Take the line that contains "the tv screen" and each line after it in the material below, and transcribe them exactly, stopping at the end.

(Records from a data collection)
== == ==
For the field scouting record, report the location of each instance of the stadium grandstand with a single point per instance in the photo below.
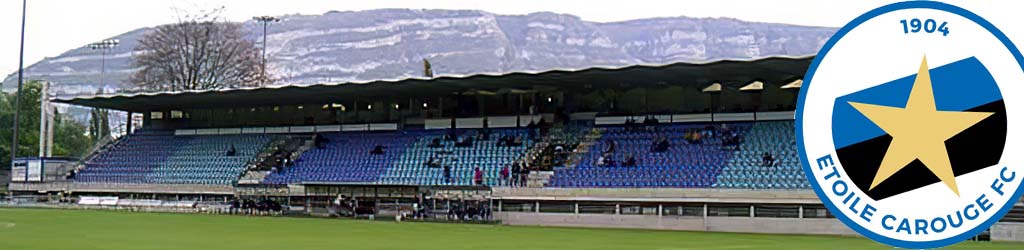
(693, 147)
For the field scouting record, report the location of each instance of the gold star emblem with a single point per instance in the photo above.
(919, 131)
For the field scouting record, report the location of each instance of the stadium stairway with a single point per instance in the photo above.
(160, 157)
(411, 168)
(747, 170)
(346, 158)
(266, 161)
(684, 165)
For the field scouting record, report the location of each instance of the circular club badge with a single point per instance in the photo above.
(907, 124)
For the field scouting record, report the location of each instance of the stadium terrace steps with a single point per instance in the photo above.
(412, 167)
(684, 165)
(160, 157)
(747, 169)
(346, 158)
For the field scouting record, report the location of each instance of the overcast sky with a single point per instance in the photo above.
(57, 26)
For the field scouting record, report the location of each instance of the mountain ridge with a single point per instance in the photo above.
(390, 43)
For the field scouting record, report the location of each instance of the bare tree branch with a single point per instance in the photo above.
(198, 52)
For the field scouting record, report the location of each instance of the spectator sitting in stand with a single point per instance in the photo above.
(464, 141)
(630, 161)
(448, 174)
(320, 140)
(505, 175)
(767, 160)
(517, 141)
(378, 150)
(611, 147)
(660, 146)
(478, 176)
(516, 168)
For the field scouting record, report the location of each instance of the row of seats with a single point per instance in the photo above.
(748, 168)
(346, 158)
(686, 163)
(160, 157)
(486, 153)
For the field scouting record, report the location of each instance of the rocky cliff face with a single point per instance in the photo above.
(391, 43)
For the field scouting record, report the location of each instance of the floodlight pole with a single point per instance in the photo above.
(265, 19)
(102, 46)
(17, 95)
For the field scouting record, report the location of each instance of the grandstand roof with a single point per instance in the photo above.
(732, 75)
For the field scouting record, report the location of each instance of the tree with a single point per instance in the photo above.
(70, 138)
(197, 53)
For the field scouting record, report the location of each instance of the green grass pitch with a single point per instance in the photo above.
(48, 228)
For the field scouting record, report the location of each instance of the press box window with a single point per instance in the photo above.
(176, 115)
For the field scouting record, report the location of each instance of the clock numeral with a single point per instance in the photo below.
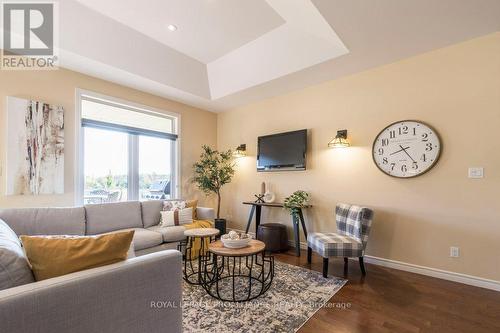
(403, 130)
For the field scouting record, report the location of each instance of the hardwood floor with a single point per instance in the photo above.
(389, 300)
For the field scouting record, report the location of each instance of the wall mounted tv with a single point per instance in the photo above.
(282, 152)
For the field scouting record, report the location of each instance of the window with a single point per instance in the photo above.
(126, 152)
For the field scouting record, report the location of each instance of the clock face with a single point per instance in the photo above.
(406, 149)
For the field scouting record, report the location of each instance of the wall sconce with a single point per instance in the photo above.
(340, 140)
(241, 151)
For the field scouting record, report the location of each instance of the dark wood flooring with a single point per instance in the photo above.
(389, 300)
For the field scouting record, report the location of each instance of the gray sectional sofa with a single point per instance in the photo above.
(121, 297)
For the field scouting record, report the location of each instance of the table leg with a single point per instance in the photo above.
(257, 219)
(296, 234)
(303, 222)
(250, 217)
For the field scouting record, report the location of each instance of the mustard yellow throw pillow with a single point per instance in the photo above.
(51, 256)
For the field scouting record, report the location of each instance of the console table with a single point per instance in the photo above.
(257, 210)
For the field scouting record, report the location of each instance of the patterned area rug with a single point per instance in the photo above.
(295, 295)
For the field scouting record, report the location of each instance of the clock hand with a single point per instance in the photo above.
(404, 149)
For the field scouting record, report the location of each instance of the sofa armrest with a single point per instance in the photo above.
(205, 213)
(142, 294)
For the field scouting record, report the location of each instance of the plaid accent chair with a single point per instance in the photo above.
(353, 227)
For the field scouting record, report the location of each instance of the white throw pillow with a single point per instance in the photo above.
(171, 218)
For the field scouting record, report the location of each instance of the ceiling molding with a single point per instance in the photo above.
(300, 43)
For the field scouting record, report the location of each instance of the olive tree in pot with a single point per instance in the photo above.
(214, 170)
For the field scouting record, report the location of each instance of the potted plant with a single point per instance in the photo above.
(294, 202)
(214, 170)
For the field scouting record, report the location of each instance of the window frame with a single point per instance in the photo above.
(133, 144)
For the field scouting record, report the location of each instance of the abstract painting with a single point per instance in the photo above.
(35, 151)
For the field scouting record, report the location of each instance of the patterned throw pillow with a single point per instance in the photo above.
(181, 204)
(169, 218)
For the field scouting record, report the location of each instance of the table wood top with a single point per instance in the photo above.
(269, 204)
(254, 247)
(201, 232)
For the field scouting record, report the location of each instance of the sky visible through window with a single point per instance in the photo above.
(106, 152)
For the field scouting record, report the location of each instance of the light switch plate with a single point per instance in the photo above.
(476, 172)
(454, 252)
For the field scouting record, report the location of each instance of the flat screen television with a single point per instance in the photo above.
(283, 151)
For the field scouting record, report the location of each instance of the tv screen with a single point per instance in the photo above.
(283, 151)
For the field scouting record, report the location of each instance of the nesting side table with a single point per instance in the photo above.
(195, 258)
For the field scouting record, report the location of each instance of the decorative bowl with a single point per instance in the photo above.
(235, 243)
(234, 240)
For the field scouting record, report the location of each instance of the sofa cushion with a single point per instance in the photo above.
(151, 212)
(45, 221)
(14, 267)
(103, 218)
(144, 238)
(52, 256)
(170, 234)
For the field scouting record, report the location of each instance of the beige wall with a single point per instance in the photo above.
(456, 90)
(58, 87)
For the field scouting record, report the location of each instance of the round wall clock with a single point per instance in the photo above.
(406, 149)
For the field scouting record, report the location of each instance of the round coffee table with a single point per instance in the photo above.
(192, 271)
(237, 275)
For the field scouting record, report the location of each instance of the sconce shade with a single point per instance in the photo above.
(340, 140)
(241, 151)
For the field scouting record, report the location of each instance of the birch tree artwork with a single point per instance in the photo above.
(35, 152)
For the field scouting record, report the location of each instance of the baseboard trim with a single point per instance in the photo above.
== == ==
**Reply to the task**
For the field scouting record, report the location of each instance of the tv screen with a single point per instance in the photo above.
(283, 151)
For the field scouting record, report the location of each instance of the nesting side table with a single point per instance in the photo above.
(195, 258)
For the field scouting record, report the location of each instance of the decorative bowl with a single point per instance in the photo above.
(235, 243)
(234, 240)
For the field scouting record, report the location of each instance of the sofa cushion with a single point per instance in the photo above.
(151, 212)
(45, 221)
(14, 267)
(103, 218)
(144, 238)
(52, 256)
(170, 234)
For the field scouting record, report the location of each instance of the beige wall with a single point per instance in the photo above.
(456, 90)
(58, 87)
For the field scouting record, report the location of each instance of the round wall clock with a single point per instance in the photo above.
(406, 149)
For the field scouting record, report the location of each instance of the round coffee table with a single point per instance in the photo above.
(192, 271)
(237, 275)
For the field scouting record, report the location of each instance of the sconce shade with a single point per instance in the photo above.
(340, 140)
(241, 151)
For the field scouting record, report the location of each instance of the birch tree artwork with a single point per instance in the photo above.
(35, 152)
For the field scouting record, report the location of each instance of the baseboard trim with a single point per instance in the photo above.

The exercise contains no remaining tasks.